[Records drawn from a dataset]
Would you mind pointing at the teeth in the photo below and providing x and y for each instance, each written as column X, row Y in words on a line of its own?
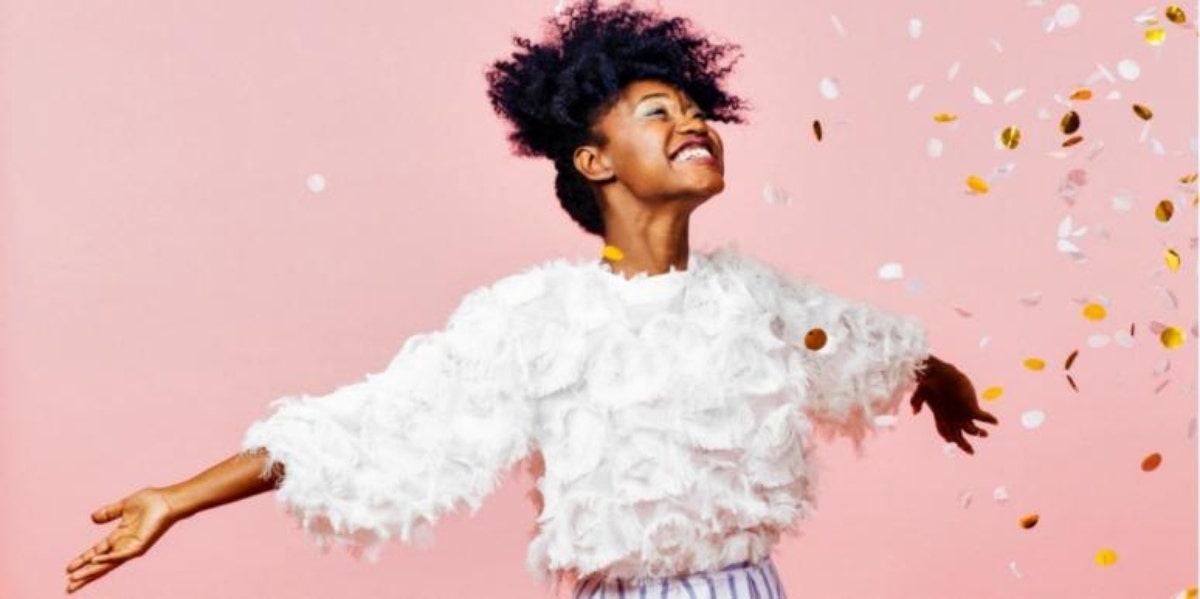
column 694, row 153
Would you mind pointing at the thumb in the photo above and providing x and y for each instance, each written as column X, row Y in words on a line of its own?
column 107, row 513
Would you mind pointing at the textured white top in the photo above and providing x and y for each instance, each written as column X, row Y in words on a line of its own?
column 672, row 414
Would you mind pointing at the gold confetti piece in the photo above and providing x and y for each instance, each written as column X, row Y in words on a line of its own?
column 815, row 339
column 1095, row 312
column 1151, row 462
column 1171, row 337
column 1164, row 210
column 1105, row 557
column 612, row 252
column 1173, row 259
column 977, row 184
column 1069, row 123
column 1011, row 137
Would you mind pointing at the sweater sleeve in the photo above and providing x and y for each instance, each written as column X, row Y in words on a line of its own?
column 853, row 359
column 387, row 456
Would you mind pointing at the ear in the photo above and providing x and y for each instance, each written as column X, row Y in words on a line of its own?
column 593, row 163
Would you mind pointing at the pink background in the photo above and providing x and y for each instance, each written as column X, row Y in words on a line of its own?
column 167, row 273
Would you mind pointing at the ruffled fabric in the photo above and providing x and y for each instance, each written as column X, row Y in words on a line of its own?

# [Task objective]
Copy the data in full. No pictures belong in the copy.

# [Completed task]
Would you mind pointing at the teeth in the photo below and providing x and y for each instance, each written as column X, row Y in words on a line of its own?
column 694, row 153
Would you mind pointing at the thumb in the photo above and providing x and y for each instance, each written as column X, row Y in words on a line of its own?
column 107, row 513
Would you mind pointing at the textured white top in the photo above and providing x and y for each instance, each written as column X, row Y in words on a line of its own?
column 672, row 414
Would you mind pointing at the gold confetti piece in the photo above and providing x and y for each instance, each written as column X, row Y in words on a line of its own?
column 815, row 339
column 1095, row 312
column 1151, row 462
column 1171, row 337
column 1164, row 210
column 1105, row 557
column 612, row 252
column 1173, row 259
column 977, row 184
column 1069, row 123
column 1011, row 137
Would you mind pointing at the sweater sleeve in the photo above and providing x and y for each instance, each written as column X, row Y in words on a line of its own?
column 853, row 359
column 387, row 456
Would you mind pointing at the ear in the photo above and providing x and y for each instance, each written as column X, row Y in words on a line of its own?
column 593, row 163
Would you mind pointing at the pink background in the photo above and providing x and y for each instance, each written as column X, row Y in words on a line of its own?
column 167, row 273
Would you mind pointing at the ruffled fabric in the photo above and providing x and y for each instance, each written as column X, row Y in words on a line of its own?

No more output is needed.